What the task requires —
Rewrite the entire listing below as a JSON array of strings, with one string per line. Leave out blank lines and the pictures.

»»

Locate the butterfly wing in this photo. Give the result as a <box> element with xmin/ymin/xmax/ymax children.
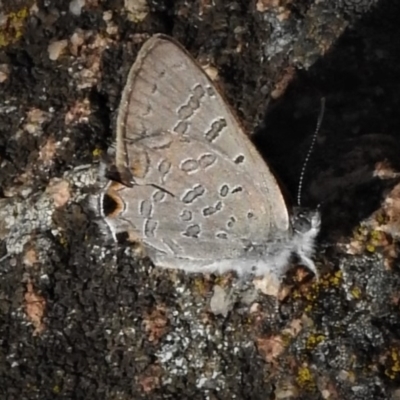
<box><xmin>104</xmin><ymin>35</ymin><xmax>290</xmax><ymax>267</ymax></box>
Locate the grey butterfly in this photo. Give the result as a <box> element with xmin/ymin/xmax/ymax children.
<box><xmin>93</xmin><ymin>35</ymin><xmax>320</xmax><ymax>282</ymax></box>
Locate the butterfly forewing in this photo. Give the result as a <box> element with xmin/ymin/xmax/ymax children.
<box><xmin>111</xmin><ymin>35</ymin><xmax>289</xmax><ymax>266</ymax></box>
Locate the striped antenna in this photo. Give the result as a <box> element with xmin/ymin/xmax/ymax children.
<box><xmin>297</xmin><ymin>97</ymin><xmax>325</xmax><ymax>207</ymax></box>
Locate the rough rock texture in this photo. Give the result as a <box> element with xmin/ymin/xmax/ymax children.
<box><xmin>0</xmin><ymin>0</ymin><xmax>400</xmax><ymax>400</ymax></box>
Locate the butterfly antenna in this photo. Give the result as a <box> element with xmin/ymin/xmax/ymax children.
<box><xmin>297</xmin><ymin>97</ymin><xmax>325</xmax><ymax>206</ymax></box>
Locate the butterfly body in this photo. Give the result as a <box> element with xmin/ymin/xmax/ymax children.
<box><xmin>93</xmin><ymin>35</ymin><xmax>320</xmax><ymax>276</ymax></box>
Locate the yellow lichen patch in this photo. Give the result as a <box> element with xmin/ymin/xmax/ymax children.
<box><xmin>0</xmin><ymin>7</ymin><xmax>29</xmax><ymax>48</ymax></box>
<box><xmin>296</xmin><ymin>364</ymin><xmax>316</xmax><ymax>390</ymax></box>
<box><xmin>350</xmin><ymin>287</ymin><xmax>362</xmax><ymax>300</ymax></box>
<box><xmin>385</xmin><ymin>348</ymin><xmax>400</xmax><ymax>379</ymax></box>
<box><xmin>92</xmin><ymin>149</ymin><xmax>103</xmax><ymax>158</ymax></box>
<box><xmin>306</xmin><ymin>334</ymin><xmax>325</xmax><ymax>350</ymax></box>
<box><xmin>329</xmin><ymin>271</ymin><xmax>343</xmax><ymax>287</ymax></box>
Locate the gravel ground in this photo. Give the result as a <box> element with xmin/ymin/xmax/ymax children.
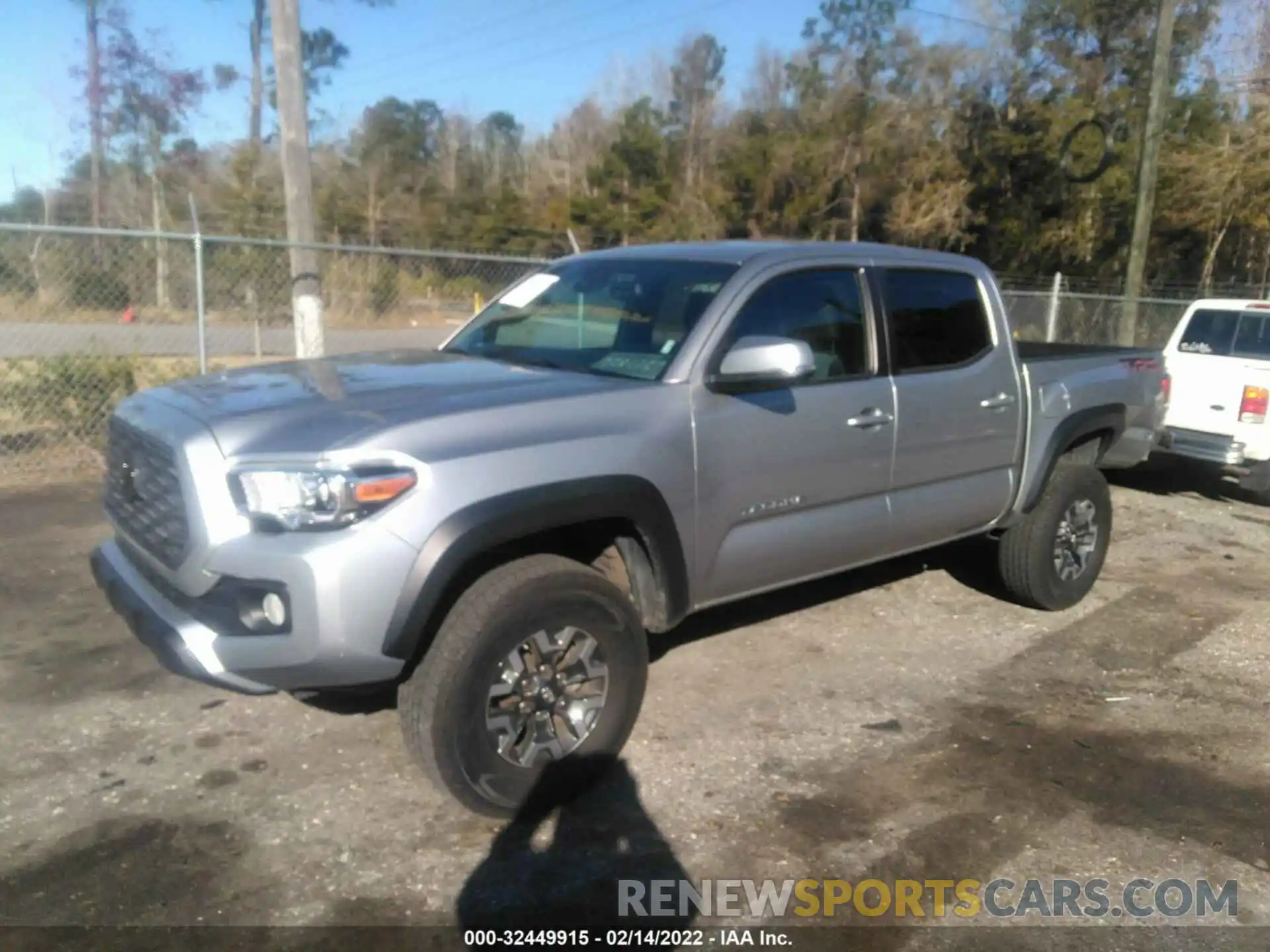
<box><xmin>0</xmin><ymin>459</ymin><xmax>1270</xmax><ymax>949</ymax></box>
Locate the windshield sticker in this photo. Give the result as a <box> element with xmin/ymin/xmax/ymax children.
<box><xmin>592</xmin><ymin>353</ymin><xmax>665</xmax><ymax>379</ymax></box>
<box><xmin>498</xmin><ymin>274</ymin><xmax>560</xmax><ymax>307</ymax></box>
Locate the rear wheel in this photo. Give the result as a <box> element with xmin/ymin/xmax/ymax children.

««

Exercise result —
[
  "Locate the butterfly wing in this photo. Give the result as a <box> element with xmin/ymin/xmax/ymax children.",
  "<box><xmin>104</xmin><ymin>35</ymin><xmax>290</xmax><ymax>267</ymax></box>",
  "Locate the grey butterfly in this photo. Give the result as a <box> element with xmin/ymin/xmax/ymax children.",
  "<box><xmin>93</xmin><ymin>35</ymin><xmax>320</xmax><ymax>282</ymax></box>",
  "Locate the butterfly forewing in this photo. Give the result as a <box> element with xmin/ymin/xmax/ymax children.",
  "<box><xmin>111</xmin><ymin>35</ymin><xmax>289</xmax><ymax>266</ymax></box>",
  "Locate the striped antenna in this photo. Give the result as a <box> element with xmin/ymin/xmax/ymax children.",
  "<box><xmin>297</xmin><ymin>97</ymin><xmax>325</xmax><ymax>207</ymax></box>",
  "Locate the rough rock texture in this photo. Give the result as a <box> element with xmin/ymin/xmax/ymax children.",
  "<box><xmin>0</xmin><ymin>0</ymin><xmax>400</xmax><ymax>400</ymax></box>",
  "Locate the butterfly antenna in this photo. Give the result as a <box> element with xmin/ymin/xmax/ymax children.",
  "<box><xmin>297</xmin><ymin>97</ymin><xmax>325</xmax><ymax>206</ymax></box>",
  "Locate the butterfly body in this photo. Give the result as a <box> element with xmin/ymin/xmax/ymax children.",
  "<box><xmin>93</xmin><ymin>35</ymin><xmax>320</xmax><ymax>276</ymax></box>",
  "Locate the yellow lichen patch in this photo. Give the result as a <box> element with xmin/ymin/xmax/ymax children.",
  "<box><xmin>0</xmin><ymin>7</ymin><xmax>29</xmax><ymax>48</ymax></box>",
  "<box><xmin>296</xmin><ymin>364</ymin><xmax>316</xmax><ymax>390</ymax></box>",
  "<box><xmin>350</xmin><ymin>287</ymin><xmax>362</xmax><ymax>300</ymax></box>",
  "<box><xmin>385</xmin><ymin>348</ymin><xmax>400</xmax><ymax>379</ymax></box>",
  "<box><xmin>92</xmin><ymin>149</ymin><xmax>103</xmax><ymax>158</ymax></box>",
  "<box><xmin>306</xmin><ymin>334</ymin><xmax>325</xmax><ymax>350</ymax></box>",
  "<box><xmin>329</xmin><ymin>271</ymin><xmax>343</xmax><ymax>287</ymax></box>",
  "Locate the gravel ground in this photo. Give the result as a <box> element with xmin/ymin/xmax/ymax children.",
  "<box><xmin>0</xmin><ymin>459</ymin><xmax>1270</xmax><ymax>949</ymax></box>",
  "Locate the windshield sticker in this photo. Give the result as a <box> element with xmin/ymin/xmax/ymax children.",
  "<box><xmin>592</xmin><ymin>353</ymin><xmax>665</xmax><ymax>379</ymax></box>",
  "<box><xmin>498</xmin><ymin>274</ymin><xmax>560</xmax><ymax>307</ymax></box>",
  "Locate the rear wheel in this photo. Give the result as a <box> element with xmin/ymin/xmax/ymax children."
]